START SUPPLIED DATA

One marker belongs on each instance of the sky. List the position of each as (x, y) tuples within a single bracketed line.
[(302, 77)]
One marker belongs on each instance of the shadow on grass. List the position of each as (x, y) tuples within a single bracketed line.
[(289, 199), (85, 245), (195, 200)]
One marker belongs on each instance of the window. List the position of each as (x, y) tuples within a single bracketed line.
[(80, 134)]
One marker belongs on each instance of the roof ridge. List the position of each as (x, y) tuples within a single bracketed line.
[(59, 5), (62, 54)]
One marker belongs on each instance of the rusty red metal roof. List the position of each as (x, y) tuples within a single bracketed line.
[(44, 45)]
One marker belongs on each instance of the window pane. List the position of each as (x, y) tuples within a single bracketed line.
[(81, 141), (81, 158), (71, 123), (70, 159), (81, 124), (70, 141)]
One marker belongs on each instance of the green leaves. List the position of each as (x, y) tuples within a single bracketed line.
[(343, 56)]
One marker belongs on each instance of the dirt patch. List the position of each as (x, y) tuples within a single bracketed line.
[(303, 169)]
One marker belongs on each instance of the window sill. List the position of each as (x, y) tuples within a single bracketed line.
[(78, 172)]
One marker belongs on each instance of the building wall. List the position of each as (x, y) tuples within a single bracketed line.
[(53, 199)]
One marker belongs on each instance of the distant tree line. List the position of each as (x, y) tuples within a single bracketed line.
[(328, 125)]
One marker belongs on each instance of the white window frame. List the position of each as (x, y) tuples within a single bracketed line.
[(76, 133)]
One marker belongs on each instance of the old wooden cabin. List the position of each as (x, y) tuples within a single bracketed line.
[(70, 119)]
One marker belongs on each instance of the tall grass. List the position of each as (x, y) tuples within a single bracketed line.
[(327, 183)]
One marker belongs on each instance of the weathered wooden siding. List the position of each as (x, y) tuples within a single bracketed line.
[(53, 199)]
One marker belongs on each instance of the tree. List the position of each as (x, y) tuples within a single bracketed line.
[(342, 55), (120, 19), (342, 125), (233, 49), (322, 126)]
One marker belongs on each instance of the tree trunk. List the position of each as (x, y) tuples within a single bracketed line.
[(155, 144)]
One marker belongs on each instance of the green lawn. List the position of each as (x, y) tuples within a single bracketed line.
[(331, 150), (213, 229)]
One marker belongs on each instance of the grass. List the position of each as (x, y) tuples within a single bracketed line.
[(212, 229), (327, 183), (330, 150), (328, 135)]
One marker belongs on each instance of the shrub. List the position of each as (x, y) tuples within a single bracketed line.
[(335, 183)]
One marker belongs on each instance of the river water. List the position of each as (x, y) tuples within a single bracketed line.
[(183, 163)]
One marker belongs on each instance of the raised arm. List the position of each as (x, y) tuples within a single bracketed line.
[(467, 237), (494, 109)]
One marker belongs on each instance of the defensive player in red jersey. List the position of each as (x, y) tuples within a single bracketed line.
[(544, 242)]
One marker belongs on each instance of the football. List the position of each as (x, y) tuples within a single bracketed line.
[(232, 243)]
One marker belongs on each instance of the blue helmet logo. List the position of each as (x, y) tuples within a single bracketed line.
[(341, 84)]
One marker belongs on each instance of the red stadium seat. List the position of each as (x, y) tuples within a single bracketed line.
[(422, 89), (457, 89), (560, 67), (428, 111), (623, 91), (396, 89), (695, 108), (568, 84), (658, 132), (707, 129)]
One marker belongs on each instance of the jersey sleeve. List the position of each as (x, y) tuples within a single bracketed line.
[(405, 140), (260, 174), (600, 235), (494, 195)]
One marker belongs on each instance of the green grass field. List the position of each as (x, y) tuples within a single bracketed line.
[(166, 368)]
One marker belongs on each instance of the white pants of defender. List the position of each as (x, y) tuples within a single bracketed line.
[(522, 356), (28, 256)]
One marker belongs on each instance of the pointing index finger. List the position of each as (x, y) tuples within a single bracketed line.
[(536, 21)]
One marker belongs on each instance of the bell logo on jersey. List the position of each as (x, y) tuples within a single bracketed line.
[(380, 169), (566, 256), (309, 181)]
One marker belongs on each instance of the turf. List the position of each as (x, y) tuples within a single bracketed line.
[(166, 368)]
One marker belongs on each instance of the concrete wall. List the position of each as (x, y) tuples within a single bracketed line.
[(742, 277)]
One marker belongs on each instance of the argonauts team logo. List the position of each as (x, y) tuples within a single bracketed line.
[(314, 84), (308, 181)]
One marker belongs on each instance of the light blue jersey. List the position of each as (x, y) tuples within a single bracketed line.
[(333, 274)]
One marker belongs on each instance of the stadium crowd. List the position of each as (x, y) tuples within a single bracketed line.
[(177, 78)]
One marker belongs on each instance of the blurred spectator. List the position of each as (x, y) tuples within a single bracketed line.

END SUPPLIED DATA

*PROBLEM TO SOLVE*: Every entry needs to be written out again, exactly as given.

*COMPLETED EXERCISE*:
One marker belongs on each instance of the sky. List the position of each as (x, y) tuples within a single bracketed line.
[(302, 77)]
One marker belongs on each instance of the shadow on grass. List the position of each as (x, y) tuples within a single bracketed line.
[(289, 199), (85, 245), (195, 200)]
One marker belongs on each instance of the window. List the position of each as (x, y) tuples within a single bracketed line.
[(80, 134)]
One marker belongs on each instance of the roof ridge. List the position of each as (x, y) tuples within a single bracketed line.
[(59, 5), (62, 54)]
One marker belongs on each instance of the rusty red metal roof. List the position of each as (x, y) tuples within a single bracketed line.
[(44, 45)]
One marker belongs on each instance of the window pane. List the position of each as (x, y) tuples within a single bracketed line.
[(81, 141), (81, 158), (71, 123), (70, 159), (81, 124), (70, 141)]
One marker belongs on each instance of the green leaves. List the position of each as (x, y) tuples within a single bracketed line.
[(343, 56)]
One marker belongs on each instance of the dirt patch. List the position of each as (x, y) tuples within a single bracketed line.
[(303, 169)]
One marker belongs on each instance of the window sill. List the position of each as (x, y) tuples within a single bracketed line.
[(78, 172)]
One marker belongs on each instance of the building wall. List the position of each as (x, y) tuples within a single bracketed line.
[(53, 199)]
One marker belongs on each instance of the distant tree line. List the position of each as (x, y) tuples within a single bracketed line.
[(328, 125)]
One marker belongs on each instance of the white window frame. List the position of each as (x, y) tuples within a single bracketed line.
[(76, 133)]
One marker belongs on each instance of the old wooden cabin. List the position of each as (x, y) tuples within a single bracketed line.
[(70, 119)]
One marker belongs on each instance of the tall grass. List the position of each as (x, y) tuples within a single bracketed line.
[(327, 183)]
One marker belongs on each instance of the weathered wooden siding. List the position of each as (x, y) tuples within a single bracketed line.
[(53, 199)]
One marker belongs on each instance of the tree. List the position of each as (x, y) tuples within a single bracketed line.
[(342, 55), (120, 19), (342, 125), (233, 49), (322, 126)]
One marker belongs on each instance of the tree trunk. List the position of each as (x, y) tuples within a single bracketed line.
[(155, 144)]
One marker belongs on each instance of the green lawn. List the position of each as (x, y) tuples within a single bracketed line.
[(331, 150), (213, 229)]
One marker belongs on each instance of the grass. List the position of each as (x, y) tuples within a single bracketed line.
[(212, 229), (327, 183), (330, 150), (328, 135)]
One marker belongs on each instance of the shrub. List the position of each as (x, y) tuples within a single bracketed line.
[(335, 183)]
One marker belongs on each instance of the river water. List the position of each as (x, y) tuples within a single bracketed line.
[(183, 163)]
One marker belongs on each instance of the raised arm. List the position of each as (x, y) tuples within a single bracketed line.
[(467, 237), (494, 109)]
One marker belongs on each instance of the defensive player in red jersey. List the position of each as (x, y) tuples within a single bracketed line.
[(544, 242)]
One marker belongs on each instance of the football. List the position of each as (x, y) tuples within a single bracketed line.
[(232, 243)]
One marker belongs on each instance of the blue helmet logo. List the position of each as (x, y) tuples within a single bracketed line.
[(341, 84)]
One marker belongs on each instance of the red stadium seat. List the position of each as (x, y) tuples within a single bracketed line.
[(422, 89), (457, 89), (560, 67), (428, 111), (623, 91), (396, 89), (695, 108), (568, 84), (658, 132), (707, 129)]
One marker belongs on each instance of the jersey sleeve. List the position of each as (x, y) tuples within a single bracketed line.
[(405, 140), (260, 174), (600, 235), (494, 195)]
One marker belongs on each instance of the green grass field. List the position of each as (x, y) tuples within a single bracketed line.
[(166, 368)]
One marker belongs on each instance of the white pants of defender. List the position of each as (x, y) tuples within a single bracketed line.
[(522, 356), (28, 256)]
One marker belongs on each instance of the pointing index finger. List the position of each as (x, y) tuples within a single bracketed line.
[(536, 21)]
One marker belongs on each instance of the bell logo on jersey. List the position of each as (x, y) tuples within a single bracketed line.
[(380, 169), (566, 256), (309, 181)]
One marker belongs on each instance of the turf. List the position of each as (x, y) tuples within a single bracketed line.
[(166, 368)]
One marker belongs on each instance of the concrete wall. List the position of each as (x, y) tuples within a single bracketed line.
[(742, 277)]
One marker belongs on each instance of the argonauts team logo. List the position of each as (x, y) tuples within a single bracketed line.
[(314, 84), (308, 181)]
One marker belongs on each instance of the light blue jersey. List the position of each as (x, y) tuples within a single bracketed line.
[(333, 274)]
One marker belongs on each instance of the stadium crowd. List the position of each as (x, y) tuples within a single bracketed line.
[(177, 78)]
One marker belongs on each instance of the blurred spectator. List the position of each as (x, y) tuples within a single bracketed line.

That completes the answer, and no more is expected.